**Supplied text:**

####

Prime minister Mark Rutte and health minister Hugo de Jonge will hold a press conference on Friday evening to outline what the next measures will be in the fight to contain coronavirus.
The prime minister said on Monday that testing would play a ‘crucial’ role in keeping infections down going into the autumn. He also said there were no plans to bring in more restrictions now infections were falling after the spike in early July.
But while universities, schools and event organisers hope for fewer rules, some experts are warning it is too soon to relax coronavirus measures any more – such as by abandoning social distancing.
Not only is the infection rate still high at around 2,500 cases a day, but the impact of the summer holidays is not yet being felt, they say. And while hospital numbers have stablised at around 650, this is still a considerable number.
Gowri Gopalakrishna, a professor of public health and epidemiologist at Amsterdam’s VU university, told broadcaster NOS that it is too early to think about relaxing the measures still in place.
‘Schools and universities are closed,’ he said. ‘Fewer people are at work because of the holidays. So there is less mobility and that means less transfer of the virus. These are all factors that contribute to the current low figures. But what will things look like when the holidays are over?’
VU microbiology professor Christina Vandenbroucke-Grauls also warned against relaxing the rules during the holiday period. ‘The holidays have an influence on the figures,’ she said. ‘They may look okay now, but once the holidays are over that could change.’
The government has called on everyone returning from holiday to take a test when they get back to the Netherlands, and people who have not been fully vaccinated are required to show a negative test result if they have been to EU countries such as Spain and Italy, or to the UK.

####

**Problems to work on:**
A. According to the coronavirus article, at about what level have hospital numbers stabilized?
B. Carry on writing the coronavirus article from the point where it stops.
The lines that come later are not needed for any of this work.

**Material provided:**
####

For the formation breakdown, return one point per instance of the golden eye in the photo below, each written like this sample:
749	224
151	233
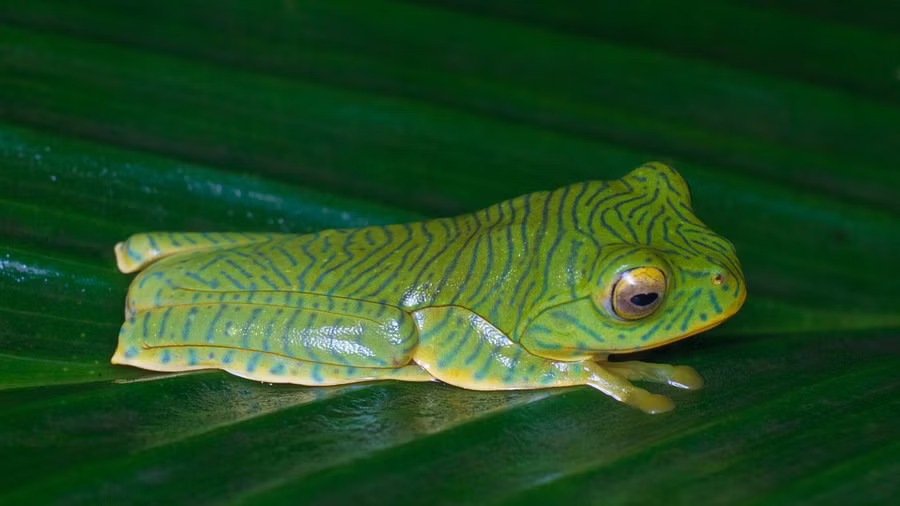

####

**Responses by item number:**
A. Around 650.

B.
So far nearly 22 million vaccination doses have been given in the Netherlands and 71% of the over 18s are now thought to be fully vaccinated. A further 14% have had a single dose. However, just 43% of 12-to 17-year olds have been vaccinated even though they have been able to make an appointment since July 2.
Károly Illy, chairman of the Dutch paediatrics association, told NOS he expected the cabinet will decide to ‘do something for education’ in Friday’s announcement. This could, for example, be the green light to abandon social distancing at universities.
University and hbo college chiefs have called on the cabinet to remove the social distancing requirement in higher education, saying it is inhibiting students’ development. Some regional health boards are also hoping to start direct vaccinations at schools.
Ministers must also decide what to do about the Formula 1 Grand Prix, due to be held in Zandvoort on the first weekend in September.
Event organisers and club owners have also called for clarity. The number of positive tests in the Netherlands has plunged since the government was forced to do a u-turn on its June 26 decision to open up clubs and allow festivals, after infections soared to over 10,000.
The Volkskrant points out in its analysis of the situation that the infection rate and hospital figures are now are much less promising than at the end of June, and that the decline in new infections has flattened in recent days.